### Written instruction
Only the lines from the line holding "Q: For every instance of the woman's bare" to the last line should be output, each exactly as given.

### Record excerpts
..........

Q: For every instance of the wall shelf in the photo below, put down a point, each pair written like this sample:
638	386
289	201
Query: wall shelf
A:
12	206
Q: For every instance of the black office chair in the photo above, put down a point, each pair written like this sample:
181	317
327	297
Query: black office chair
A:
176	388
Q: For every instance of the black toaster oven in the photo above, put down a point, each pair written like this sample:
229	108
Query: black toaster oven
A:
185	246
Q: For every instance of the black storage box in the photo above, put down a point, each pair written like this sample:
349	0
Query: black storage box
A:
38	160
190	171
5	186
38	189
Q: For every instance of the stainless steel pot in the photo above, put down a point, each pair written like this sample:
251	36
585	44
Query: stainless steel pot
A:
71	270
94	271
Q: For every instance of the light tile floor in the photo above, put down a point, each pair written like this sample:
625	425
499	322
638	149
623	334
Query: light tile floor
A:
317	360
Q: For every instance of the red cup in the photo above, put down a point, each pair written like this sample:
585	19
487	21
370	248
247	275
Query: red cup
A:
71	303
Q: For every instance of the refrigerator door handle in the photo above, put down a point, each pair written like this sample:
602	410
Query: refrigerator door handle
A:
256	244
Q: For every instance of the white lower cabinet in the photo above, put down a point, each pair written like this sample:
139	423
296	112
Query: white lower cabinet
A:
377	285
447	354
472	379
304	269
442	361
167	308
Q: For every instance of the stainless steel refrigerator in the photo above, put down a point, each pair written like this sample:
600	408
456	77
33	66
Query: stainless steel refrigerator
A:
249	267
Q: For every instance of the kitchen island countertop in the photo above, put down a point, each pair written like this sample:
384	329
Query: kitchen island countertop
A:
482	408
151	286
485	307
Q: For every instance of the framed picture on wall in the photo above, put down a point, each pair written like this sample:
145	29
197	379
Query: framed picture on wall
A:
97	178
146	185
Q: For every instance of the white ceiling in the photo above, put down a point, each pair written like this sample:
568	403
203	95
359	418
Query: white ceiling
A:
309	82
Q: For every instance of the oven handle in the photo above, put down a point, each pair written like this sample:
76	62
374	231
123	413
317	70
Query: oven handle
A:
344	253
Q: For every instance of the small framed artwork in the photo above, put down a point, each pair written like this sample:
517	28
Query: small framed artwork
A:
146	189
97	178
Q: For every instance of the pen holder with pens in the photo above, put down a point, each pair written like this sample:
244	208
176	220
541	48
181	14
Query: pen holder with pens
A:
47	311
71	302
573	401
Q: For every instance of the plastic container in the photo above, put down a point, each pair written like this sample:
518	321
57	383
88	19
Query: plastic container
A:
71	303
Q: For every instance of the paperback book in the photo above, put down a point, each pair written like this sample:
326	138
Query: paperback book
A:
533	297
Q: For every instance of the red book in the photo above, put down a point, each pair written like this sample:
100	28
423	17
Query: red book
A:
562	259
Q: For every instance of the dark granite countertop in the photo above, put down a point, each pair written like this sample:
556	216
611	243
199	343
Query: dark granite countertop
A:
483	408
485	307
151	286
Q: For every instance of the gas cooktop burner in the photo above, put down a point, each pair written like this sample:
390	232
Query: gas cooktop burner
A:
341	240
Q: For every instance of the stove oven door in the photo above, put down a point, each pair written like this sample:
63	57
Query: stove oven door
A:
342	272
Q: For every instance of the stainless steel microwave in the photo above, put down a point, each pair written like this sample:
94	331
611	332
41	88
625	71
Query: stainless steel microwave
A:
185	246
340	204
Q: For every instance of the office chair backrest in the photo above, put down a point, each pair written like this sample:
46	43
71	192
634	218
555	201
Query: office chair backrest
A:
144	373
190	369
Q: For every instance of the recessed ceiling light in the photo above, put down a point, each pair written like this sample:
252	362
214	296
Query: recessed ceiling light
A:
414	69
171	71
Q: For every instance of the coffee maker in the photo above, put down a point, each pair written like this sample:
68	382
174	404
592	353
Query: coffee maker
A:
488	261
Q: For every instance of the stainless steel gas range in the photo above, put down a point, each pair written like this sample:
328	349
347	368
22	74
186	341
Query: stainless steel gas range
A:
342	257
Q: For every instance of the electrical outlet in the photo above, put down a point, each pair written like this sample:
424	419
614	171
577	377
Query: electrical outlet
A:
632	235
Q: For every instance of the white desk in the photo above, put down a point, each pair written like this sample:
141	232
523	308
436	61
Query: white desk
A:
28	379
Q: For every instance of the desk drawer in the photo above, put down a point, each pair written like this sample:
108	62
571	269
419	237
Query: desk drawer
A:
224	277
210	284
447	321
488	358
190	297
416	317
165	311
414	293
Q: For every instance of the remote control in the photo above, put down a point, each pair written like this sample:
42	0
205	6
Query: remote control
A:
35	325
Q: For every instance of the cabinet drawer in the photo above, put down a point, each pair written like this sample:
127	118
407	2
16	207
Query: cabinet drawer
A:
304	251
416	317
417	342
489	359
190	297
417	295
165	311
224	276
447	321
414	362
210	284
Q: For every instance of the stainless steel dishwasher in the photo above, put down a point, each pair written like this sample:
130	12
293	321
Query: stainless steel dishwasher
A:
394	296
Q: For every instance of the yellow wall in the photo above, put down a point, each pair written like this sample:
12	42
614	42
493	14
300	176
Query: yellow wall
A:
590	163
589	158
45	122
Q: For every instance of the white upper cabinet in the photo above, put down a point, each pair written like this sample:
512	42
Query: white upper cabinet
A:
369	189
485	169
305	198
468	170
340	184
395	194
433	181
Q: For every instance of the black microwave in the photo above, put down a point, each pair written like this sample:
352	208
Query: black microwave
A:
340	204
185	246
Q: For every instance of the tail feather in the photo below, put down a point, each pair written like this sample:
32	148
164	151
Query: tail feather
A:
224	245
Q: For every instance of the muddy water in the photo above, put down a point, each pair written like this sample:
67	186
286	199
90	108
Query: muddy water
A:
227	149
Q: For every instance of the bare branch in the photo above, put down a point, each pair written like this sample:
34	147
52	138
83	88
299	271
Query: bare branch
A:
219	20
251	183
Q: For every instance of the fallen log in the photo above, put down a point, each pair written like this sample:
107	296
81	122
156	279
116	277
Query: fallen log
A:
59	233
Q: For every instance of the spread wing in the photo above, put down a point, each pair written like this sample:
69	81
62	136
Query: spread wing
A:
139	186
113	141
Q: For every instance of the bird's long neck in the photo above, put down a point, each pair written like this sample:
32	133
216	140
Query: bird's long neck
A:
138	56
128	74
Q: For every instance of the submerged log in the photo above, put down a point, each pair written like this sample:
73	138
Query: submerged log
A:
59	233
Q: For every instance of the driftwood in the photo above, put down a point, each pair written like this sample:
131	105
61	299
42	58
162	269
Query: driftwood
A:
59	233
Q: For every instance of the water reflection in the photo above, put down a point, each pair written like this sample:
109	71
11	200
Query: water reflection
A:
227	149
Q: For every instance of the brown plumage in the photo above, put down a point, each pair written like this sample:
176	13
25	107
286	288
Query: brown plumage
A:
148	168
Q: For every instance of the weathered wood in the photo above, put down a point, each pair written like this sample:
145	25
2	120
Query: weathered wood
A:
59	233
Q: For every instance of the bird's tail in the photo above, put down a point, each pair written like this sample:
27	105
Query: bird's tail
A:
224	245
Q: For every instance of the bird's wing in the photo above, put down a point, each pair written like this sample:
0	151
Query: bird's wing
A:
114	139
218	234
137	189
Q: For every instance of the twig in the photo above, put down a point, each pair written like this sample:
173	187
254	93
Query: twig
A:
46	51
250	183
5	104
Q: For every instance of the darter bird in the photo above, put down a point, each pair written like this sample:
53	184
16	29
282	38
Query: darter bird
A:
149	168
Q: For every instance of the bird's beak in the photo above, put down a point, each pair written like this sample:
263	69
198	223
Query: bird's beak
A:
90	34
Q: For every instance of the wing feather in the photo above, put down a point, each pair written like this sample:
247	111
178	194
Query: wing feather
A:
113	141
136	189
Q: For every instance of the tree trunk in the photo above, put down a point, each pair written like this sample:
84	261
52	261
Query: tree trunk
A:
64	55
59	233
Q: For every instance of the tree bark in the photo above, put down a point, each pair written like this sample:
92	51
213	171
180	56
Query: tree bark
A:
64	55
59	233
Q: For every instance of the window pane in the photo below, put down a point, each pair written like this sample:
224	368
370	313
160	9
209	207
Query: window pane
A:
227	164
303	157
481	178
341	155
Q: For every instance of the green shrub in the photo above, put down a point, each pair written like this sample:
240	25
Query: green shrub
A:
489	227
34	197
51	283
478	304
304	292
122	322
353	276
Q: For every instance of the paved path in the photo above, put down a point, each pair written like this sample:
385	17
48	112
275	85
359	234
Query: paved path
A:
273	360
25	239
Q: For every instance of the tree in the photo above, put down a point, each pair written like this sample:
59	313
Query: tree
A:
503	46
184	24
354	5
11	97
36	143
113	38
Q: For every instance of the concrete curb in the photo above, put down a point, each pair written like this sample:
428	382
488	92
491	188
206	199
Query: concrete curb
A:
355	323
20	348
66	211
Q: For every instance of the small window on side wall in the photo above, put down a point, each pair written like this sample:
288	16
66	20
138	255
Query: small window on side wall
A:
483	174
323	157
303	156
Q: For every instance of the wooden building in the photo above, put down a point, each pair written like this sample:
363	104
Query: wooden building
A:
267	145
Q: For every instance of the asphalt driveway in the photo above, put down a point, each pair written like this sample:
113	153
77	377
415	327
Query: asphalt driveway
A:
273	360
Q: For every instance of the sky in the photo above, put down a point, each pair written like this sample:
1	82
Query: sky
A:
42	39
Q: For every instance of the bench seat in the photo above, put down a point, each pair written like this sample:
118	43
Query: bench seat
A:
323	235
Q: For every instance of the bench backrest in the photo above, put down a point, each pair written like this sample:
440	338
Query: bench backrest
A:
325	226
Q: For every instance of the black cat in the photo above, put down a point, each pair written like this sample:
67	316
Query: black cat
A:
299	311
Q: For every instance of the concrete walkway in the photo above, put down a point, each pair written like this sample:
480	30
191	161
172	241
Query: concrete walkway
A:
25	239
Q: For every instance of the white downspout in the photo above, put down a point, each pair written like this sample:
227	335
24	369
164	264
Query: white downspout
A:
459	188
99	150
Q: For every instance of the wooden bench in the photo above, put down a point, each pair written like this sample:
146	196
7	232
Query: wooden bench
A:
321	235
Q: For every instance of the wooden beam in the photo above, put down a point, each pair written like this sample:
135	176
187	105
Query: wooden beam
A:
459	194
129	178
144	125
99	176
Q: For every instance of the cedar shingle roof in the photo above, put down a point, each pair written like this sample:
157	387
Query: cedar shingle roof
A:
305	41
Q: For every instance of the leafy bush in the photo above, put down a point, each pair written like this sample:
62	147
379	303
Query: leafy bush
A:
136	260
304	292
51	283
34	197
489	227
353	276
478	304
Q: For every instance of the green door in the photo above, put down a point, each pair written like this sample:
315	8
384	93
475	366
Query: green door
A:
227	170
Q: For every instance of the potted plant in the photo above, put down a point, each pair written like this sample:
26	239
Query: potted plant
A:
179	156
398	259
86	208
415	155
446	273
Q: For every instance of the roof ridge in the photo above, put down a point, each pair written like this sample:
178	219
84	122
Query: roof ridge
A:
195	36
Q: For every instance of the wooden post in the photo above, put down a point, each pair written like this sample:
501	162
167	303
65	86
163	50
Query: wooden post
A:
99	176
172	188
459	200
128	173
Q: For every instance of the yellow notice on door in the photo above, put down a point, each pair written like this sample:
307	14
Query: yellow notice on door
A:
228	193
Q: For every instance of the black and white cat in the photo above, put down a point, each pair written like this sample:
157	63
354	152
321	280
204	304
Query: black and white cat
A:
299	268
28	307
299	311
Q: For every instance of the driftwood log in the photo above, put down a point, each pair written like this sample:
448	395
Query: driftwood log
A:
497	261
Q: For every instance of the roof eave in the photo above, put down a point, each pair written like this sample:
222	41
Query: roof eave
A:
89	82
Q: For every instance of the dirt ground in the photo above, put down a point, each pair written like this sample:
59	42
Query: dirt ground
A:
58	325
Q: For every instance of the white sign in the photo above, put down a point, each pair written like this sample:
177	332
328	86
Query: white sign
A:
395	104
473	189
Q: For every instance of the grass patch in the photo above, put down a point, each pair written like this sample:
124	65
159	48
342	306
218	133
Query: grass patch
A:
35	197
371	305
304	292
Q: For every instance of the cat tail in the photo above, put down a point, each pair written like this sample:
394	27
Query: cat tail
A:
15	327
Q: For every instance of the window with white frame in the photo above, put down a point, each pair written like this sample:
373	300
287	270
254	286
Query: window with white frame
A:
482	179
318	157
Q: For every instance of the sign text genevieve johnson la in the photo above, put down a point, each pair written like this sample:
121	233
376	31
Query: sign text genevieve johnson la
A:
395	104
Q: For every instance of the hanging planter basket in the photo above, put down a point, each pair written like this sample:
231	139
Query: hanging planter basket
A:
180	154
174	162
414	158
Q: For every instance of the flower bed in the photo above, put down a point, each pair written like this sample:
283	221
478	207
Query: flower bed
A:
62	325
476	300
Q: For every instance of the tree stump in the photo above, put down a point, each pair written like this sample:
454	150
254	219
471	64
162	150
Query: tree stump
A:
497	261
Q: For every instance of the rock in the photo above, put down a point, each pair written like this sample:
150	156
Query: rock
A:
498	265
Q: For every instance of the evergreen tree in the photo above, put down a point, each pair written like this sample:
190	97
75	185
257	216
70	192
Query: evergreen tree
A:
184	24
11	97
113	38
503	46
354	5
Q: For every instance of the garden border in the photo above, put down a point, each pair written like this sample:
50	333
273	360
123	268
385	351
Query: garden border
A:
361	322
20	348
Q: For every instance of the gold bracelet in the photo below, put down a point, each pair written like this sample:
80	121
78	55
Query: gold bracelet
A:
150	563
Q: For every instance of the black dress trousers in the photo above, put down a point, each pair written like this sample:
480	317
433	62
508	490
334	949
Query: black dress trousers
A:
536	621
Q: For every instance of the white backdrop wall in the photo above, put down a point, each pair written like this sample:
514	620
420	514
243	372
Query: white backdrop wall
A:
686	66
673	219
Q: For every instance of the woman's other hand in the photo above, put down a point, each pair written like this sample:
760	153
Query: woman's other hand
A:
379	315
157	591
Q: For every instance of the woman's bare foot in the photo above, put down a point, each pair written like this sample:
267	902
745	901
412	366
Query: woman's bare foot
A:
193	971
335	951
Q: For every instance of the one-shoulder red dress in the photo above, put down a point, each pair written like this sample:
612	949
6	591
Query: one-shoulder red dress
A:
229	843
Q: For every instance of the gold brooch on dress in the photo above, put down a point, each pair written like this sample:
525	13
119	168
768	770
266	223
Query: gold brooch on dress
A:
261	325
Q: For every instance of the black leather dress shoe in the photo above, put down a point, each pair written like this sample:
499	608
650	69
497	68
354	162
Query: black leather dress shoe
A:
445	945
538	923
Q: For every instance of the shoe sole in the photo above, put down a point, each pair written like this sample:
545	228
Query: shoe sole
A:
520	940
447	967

..........

### Written answer
Q: For every instance of the woman's bare foot in the photo above, put down a point, each pair written like this sample:
267	902
745	901
412	366
Query: woman's bare foot
A:
193	971
335	951
Q: For every instance of the one-shoulder red dress in the photo above, put down a point, each pair written like this sample:
612	949
6	591
Query: one-shoulder red dress
A:
229	843
Q: For every instance of the gold brooch on dress in the photo above, put down a point, each pair written like this sample:
525	13
119	168
768	770
266	223
Query: gold brooch on dress
A:
261	325
Q: For every instance of the black leather dress shoe in the photo above, put down a point, each pair written like this sample:
499	608
650	69
497	68
354	162
Query: black leather dress shoe
A:
445	945
538	923
Q: For every instance of the shoe sole in the photo above, put down a point, each pair written like this sample:
545	228
Query: shoe sole
A:
520	940
447	967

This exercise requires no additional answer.